## Start

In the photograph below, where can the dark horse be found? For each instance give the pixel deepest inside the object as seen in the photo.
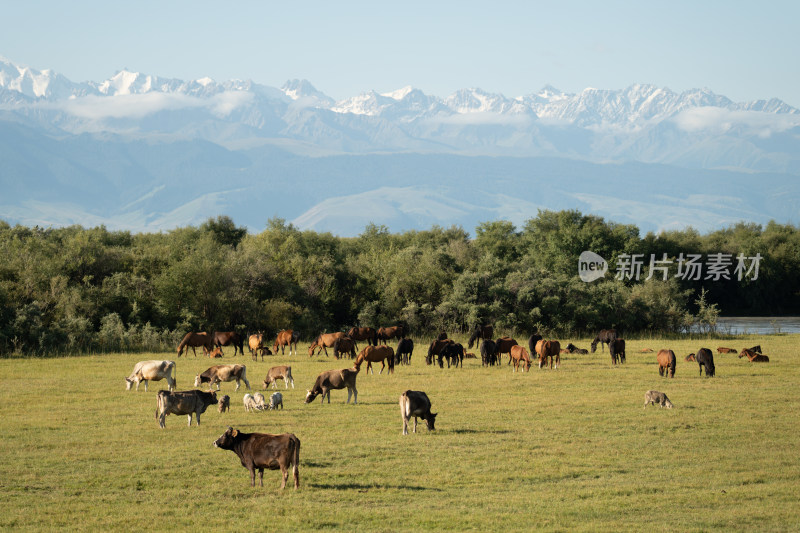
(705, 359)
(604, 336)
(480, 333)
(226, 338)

## End
## Start

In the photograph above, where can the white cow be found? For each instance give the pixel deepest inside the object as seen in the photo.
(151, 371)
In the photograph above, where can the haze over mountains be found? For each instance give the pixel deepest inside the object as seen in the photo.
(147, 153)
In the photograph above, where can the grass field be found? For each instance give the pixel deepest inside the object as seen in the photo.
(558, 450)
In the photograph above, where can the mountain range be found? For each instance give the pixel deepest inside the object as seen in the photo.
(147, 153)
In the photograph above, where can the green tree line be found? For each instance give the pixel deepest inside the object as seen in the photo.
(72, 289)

## End
## Start

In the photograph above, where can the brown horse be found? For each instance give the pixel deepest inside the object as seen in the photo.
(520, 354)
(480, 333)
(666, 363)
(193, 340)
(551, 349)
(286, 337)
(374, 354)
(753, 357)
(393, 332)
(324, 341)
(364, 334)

## End

> Exercise description
Report how many lines in the items above contain the string "horse", matching case exactly, and give only the number.

> Expected answer
2